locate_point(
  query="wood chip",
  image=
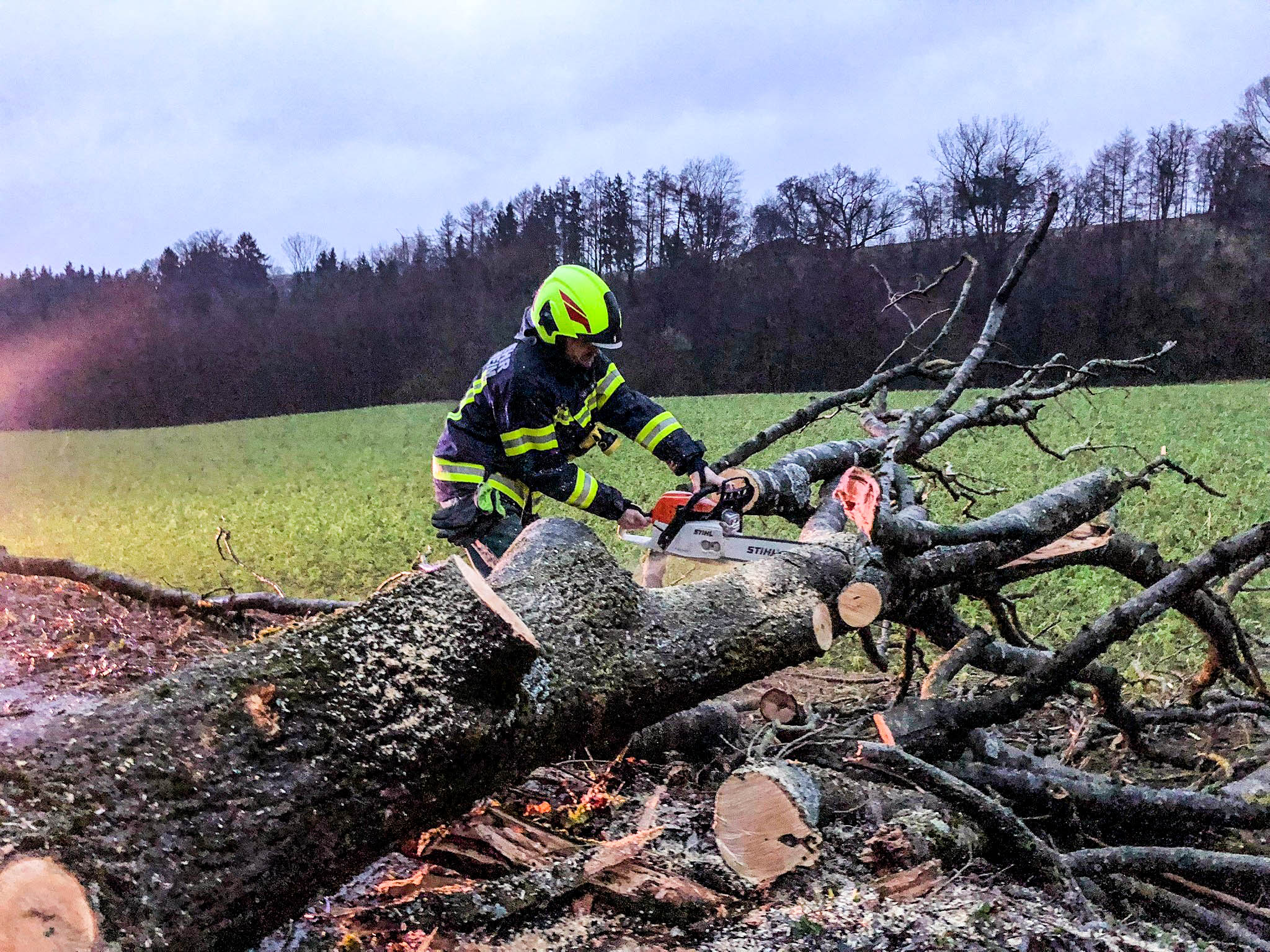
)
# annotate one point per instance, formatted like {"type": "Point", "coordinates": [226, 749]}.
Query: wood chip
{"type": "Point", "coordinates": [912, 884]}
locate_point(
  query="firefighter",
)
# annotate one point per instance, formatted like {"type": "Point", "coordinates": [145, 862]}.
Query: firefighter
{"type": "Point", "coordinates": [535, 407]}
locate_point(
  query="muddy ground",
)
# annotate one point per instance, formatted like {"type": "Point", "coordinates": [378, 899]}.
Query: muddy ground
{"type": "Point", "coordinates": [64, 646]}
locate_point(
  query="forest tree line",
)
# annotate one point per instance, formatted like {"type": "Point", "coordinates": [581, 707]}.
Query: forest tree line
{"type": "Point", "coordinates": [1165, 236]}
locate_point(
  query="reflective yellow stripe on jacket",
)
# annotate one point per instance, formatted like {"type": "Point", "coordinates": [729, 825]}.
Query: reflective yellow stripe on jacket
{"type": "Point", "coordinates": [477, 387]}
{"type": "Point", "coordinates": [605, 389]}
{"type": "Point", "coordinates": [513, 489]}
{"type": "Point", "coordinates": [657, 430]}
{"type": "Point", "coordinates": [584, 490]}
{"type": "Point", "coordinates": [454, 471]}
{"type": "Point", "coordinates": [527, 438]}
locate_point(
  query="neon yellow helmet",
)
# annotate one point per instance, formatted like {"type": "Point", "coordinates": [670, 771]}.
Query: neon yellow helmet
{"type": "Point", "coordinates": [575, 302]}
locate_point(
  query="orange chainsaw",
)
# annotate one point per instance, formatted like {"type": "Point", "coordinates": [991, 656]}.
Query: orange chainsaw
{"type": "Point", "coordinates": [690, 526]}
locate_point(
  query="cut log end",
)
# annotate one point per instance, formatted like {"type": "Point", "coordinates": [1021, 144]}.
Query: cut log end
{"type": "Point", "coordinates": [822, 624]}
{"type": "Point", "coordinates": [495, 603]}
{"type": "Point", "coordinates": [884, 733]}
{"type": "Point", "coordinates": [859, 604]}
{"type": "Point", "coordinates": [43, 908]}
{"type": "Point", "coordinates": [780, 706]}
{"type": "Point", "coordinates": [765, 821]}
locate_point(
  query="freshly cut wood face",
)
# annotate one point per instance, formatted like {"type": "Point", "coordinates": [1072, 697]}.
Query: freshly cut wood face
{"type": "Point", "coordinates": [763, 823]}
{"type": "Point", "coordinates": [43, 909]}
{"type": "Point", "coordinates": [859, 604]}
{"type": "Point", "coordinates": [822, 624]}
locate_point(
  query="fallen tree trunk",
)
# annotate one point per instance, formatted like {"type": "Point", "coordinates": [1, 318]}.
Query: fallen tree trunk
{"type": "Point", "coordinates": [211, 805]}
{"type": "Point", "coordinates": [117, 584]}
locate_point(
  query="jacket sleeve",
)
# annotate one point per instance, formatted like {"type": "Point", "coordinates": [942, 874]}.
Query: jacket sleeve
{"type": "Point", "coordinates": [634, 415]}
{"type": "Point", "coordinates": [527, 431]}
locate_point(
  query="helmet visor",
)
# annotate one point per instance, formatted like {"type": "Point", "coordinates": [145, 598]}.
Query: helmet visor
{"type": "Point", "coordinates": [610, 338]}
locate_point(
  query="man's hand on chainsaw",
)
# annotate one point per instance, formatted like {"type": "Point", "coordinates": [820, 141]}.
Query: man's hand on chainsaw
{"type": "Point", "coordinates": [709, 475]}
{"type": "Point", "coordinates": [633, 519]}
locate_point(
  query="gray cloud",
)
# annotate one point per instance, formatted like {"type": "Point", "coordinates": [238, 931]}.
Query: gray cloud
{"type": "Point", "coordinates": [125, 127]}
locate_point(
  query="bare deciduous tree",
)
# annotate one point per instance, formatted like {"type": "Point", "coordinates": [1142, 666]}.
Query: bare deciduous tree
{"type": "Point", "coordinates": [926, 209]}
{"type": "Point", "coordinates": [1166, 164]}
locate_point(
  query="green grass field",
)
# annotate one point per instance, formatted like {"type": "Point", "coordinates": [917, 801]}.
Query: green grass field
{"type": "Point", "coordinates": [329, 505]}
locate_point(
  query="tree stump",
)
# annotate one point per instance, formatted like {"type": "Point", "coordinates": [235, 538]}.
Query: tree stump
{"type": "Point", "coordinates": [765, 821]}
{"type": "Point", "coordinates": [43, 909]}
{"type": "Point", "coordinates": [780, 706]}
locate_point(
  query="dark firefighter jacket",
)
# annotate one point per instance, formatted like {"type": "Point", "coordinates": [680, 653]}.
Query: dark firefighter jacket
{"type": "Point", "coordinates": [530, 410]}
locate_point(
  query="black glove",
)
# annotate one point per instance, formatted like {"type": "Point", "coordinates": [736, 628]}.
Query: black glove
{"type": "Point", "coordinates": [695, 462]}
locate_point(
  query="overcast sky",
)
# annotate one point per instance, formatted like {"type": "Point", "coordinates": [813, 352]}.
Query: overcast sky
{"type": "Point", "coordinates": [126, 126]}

-- Your task --
Print the records above again exactly. Leave out the images.

-- Solution for this problem --
locate_point(
  query="wood chip",
  image=
)
# annotate one point per instance, formatted like {"type": "Point", "coordinates": [226, 749]}.
Query: wood chip
{"type": "Point", "coordinates": [912, 884]}
locate_point(
  query="firefighter",
)
# annotate one point per instance, formatted like {"type": "Point", "coordinates": [145, 862]}.
Query: firefighter
{"type": "Point", "coordinates": [535, 407]}
locate_point(
  query="muddy ground",
)
# annotate one point per instance, formatted like {"type": "Point", "coordinates": [378, 899]}.
Query: muddy ground
{"type": "Point", "coordinates": [64, 646]}
locate_point(
  query="forest tree line",
)
# annotate one point per instance, formatted like {"type": "Point", "coordinates": [581, 707]}.
Query: forest tree line
{"type": "Point", "coordinates": [1165, 236]}
locate_point(
  query="reflective yellow stripe on jacket",
)
# annotate one point per instance, formatted like {"type": "Point", "coordinates": [729, 825]}.
Query: reflective yellow stripe on jacket
{"type": "Point", "coordinates": [477, 387]}
{"type": "Point", "coordinates": [605, 389]}
{"type": "Point", "coordinates": [513, 489]}
{"type": "Point", "coordinates": [657, 430]}
{"type": "Point", "coordinates": [584, 490]}
{"type": "Point", "coordinates": [454, 471]}
{"type": "Point", "coordinates": [527, 438]}
locate_point(
  query="neon yellow helmet",
)
# annotate one point per instance, formatted like {"type": "Point", "coordinates": [670, 771]}.
Query: neon yellow helmet
{"type": "Point", "coordinates": [575, 302]}
locate_point(
  query="orange chainsaw",
)
# annotate one point per instance, formatted like {"type": "Point", "coordinates": [991, 656]}.
Query: orange chainsaw
{"type": "Point", "coordinates": [690, 526]}
locate_point(
  query="cut log end",
)
# annotate one point per instance, formatted like {"type": "Point", "coordinates": [1021, 144]}.
Query: cut log end
{"type": "Point", "coordinates": [822, 624]}
{"type": "Point", "coordinates": [495, 603]}
{"type": "Point", "coordinates": [884, 733]}
{"type": "Point", "coordinates": [859, 604]}
{"type": "Point", "coordinates": [43, 908]}
{"type": "Point", "coordinates": [780, 706]}
{"type": "Point", "coordinates": [765, 821]}
locate_point(
  query="freshly cut wood face",
)
# annotate one point per instance, formatted like {"type": "Point", "coordinates": [1072, 697]}.
Query: freshly cut wood face
{"type": "Point", "coordinates": [763, 823]}
{"type": "Point", "coordinates": [43, 909]}
{"type": "Point", "coordinates": [859, 604]}
{"type": "Point", "coordinates": [822, 624]}
locate_point(
  query="fallen tree trunk",
)
# annotate one point per instance, formatted like {"type": "Point", "coordinates": [1, 318]}.
Query: fallen tree trunk
{"type": "Point", "coordinates": [211, 805]}
{"type": "Point", "coordinates": [117, 584]}
locate_point(
  query="jacket sleeve",
)
# annotate one point per instance, formatted like {"type": "Point", "coordinates": [942, 874]}.
Query: jacket sleeve
{"type": "Point", "coordinates": [634, 415]}
{"type": "Point", "coordinates": [527, 431]}
locate_point(
  query="helmet visor",
)
# annotate one point per instance, formatted like {"type": "Point", "coordinates": [145, 598]}.
Query: helmet visor
{"type": "Point", "coordinates": [610, 338]}
locate_point(
  query="man's hand on chainsaw",
)
# annotate one point per instance, formatted like {"type": "Point", "coordinates": [820, 141]}.
Query: man's hand on chainsaw
{"type": "Point", "coordinates": [709, 475]}
{"type": "Point", "coordinates": [633, 519]}
locate_point(
  query="gray cloud",
)
# annotate one point per instance, formatted like {"type": "Point", "coordinates": [238, 931]}.
Query: gray cloud
{"type": "Point", "coordinates": [125, 127]}
locate_point(
  query="bare deciduous tree",
)
# annotate one point per instance, formatted like {"type": "Point", "coordinates": [1142, 666]}.
Query: bare deciduous tree
{"type": "Point", "coordinates": [926, 209]}
{"type": "Point", "coordinates": [1166, 164]}
locate_point(
  query="green grass field",
)
# annotate one point per instance, formatted like {"type": "Point", "coordinates": [917, 801]}.
Query: green grass field
{"type": "Point", "coordinates": [329, 505]}
locate_point(
  query="tree stump",
)
# annotate one point per instance, formatted like {"type": "Point", "coordinates": [235, 538]}.
Query: tree stump
{"type": "Point", "coordinates": [765, 821]}
{"type": "Point", "coordinates": [43, 909]}
{"type": "Point", "coordinates": [780, 706]}
locate_point(
  query="dark firefighter jacket",
)
# annotate one point per instance, formatted like {"type": "Point", "coordinates": [680, 653]}.
Query: dark firefighter jacket
{"type": "Point", "coordinates": [530, 410]}
locate_point(
  query="black glove",
)
# annotate one point per instance, formatted like {"type": "Point", "coordinates": [736, 628]}.
Query: black glove
{"type": "Point", "coordinates": [695, 462]}
locate_point(
  query="overcast sky",
)
# annotate one point per instance, formatted like {"type": "Point", "coordinates": [813, 352]}.
Query: overcast sky
{"type": "Point", "coordinates": [126, 126]}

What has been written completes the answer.